Text excerpt:
-=-=-=-=-

At least one in every five temporary or locum consultants operating in hospitals last year was employed without ever having to attend an interview, with many also not required to supply a reference, an unpublished HSE survey obtained by the
Sunday Tribune has revealed.
In findings which are likely to prompt renewed concern about standards of care in hospitals around the country, the study by the HSE's Consultant Appointment Unit (CAU) reveals there were 393 doctors employed in temporary or locum consultant positions ranging from three days duration to "indefinite".
But in 85 cases, HSE-run hospitals said an interview for the position was never held, while in a further 87 instances a response to this question was not provided, meaning the final figure could be significantly higher.
References for the doctors in question were also not received for 50 appointments, meaning they had not been vetted fully in advance of taking up their work. Again, information was not supplied in relation to a further 87 appointments.
The use of locums is known to pose increased risks to patients due to its potential impact on continuity of care and overall standards.
An internal HSE report into the much-publicised misdiagnosis of Ann Moriarty (53) earlier this year said a locum consultant radiologist had misread as normal a chest X-ray carried out on her in June 2007. Her cancer was missed at Ennis hospital and she died last year.
"These figures are alarming, especially given the cases of the misdiagnosis of cancer which were directly attributable to locum and temporary consultants," said Labour spokeswoman Jan O'Sullivan.

-=-=-=-=-

Provided information:
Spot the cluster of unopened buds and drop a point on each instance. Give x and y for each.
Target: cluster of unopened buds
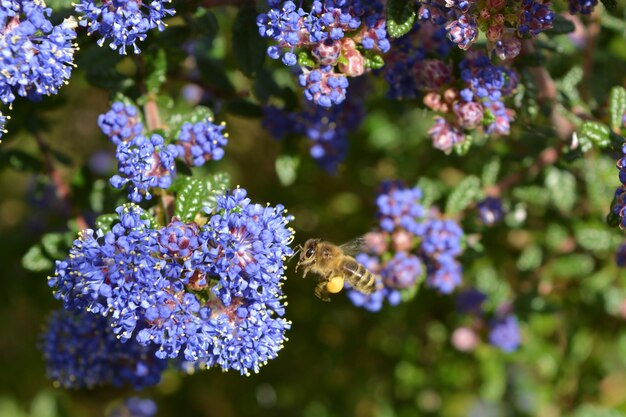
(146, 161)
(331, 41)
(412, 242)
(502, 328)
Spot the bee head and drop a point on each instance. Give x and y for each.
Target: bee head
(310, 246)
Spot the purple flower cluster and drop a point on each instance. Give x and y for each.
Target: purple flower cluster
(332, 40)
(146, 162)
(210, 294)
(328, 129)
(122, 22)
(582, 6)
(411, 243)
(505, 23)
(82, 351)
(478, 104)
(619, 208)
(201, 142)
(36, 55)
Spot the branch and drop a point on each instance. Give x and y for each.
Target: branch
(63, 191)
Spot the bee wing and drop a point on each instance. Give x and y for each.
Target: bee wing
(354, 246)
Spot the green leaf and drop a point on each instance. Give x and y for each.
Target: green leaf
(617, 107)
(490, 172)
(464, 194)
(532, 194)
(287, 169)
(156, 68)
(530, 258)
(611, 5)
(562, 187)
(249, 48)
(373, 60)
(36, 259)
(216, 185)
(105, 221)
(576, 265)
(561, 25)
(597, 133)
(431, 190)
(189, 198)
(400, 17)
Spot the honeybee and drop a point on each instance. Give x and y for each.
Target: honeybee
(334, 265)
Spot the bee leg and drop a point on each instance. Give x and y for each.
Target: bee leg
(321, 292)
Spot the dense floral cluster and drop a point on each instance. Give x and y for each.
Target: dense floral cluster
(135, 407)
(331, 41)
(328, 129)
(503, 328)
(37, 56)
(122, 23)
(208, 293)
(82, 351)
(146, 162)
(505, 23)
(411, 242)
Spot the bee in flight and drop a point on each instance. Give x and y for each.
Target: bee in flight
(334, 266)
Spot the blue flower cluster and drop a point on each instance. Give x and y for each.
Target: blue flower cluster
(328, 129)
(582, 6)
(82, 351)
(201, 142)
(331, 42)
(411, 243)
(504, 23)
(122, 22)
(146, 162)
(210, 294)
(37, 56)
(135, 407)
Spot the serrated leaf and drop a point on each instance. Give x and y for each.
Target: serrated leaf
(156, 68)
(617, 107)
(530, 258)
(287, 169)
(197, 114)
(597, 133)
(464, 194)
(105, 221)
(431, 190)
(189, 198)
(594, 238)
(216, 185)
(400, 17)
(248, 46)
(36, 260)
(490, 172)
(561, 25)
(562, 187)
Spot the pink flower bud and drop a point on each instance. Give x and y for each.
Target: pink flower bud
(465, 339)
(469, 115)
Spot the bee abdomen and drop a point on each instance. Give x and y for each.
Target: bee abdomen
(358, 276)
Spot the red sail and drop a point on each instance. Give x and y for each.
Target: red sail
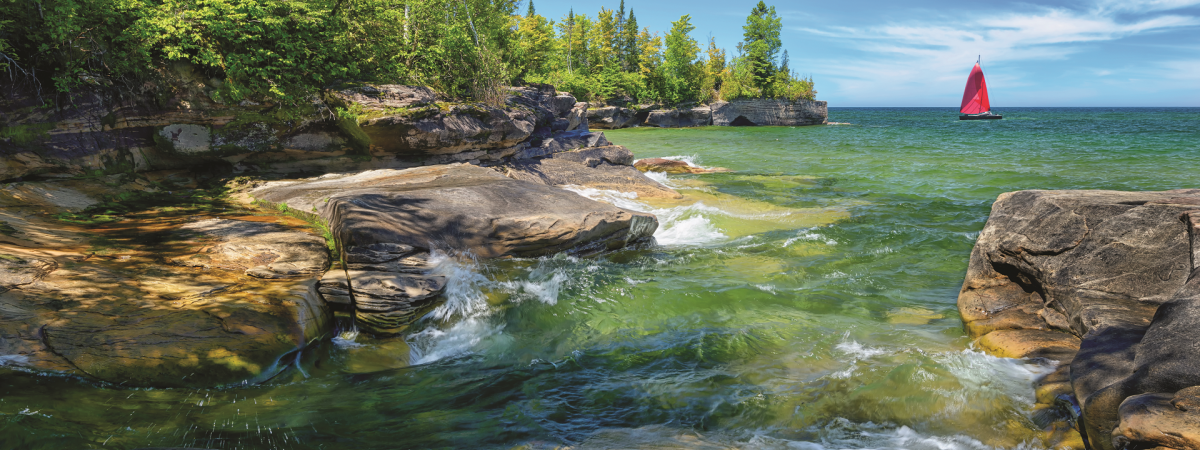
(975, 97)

-=-=-=-=-

Problem 1: According to the article on locum consultants in HSE hospitals, why could the number of positions filled without an interview be significantly higher than 85? Answer in one to three sentences.
Problem 2: In the article on locum consultants in HSE hospitals, how many doctors does the Consultant Appointment Unit study say were employed in temporary or locum consultant positions?
Problem 3: Resume the article on locum consultants in HSE hospitals, starting right after Jan O'Sullivan's quoted remark.
The material has no connection to the article about locum consultants in HSE hospitals.

Final answer 1: In a further 87 instances, the hospitals gave no response to the question about whether an interview was held. Some of those unanswered cases may also have had no interview.

Final answer 2: There were 393 doctors.

Final answer 3:
"We have come across cases where doctors are coming to Ireland from different countries where they would already have problems with their home register so to think there are not proper procedures in place to check these issues is worrying... I am mostly concerned about the lack of references however, as these are absolutely vital to deem whether the applicant is suitable for the job."
Fine Gael's health spokesman James O'Reilly described the findings of the report as an "absolute disgrace. After all the trauma, and now these figures come to light. We've seen it time and time again that these misdiagnosis scandals arise from inappropriately placed locum and temporary consultants."
At least 112 consultant appointments were not approved by the CAU itself, while in four out of 10 cases – 155 appointments – the consultants in question were not members of the medical council's specialist register.
Among the main areas where the consultants were employed were anaesthetics (79 appointments), surgery (37), obstetrics and gynaecology (26), paediatrics (34), radiology (18) and emergency medicine (9).
Just over one-third of those appointed were Irish, with the remainder drawn from countries such as Britain, India and Pakistan, although responses to this question were not received in 23% of cases.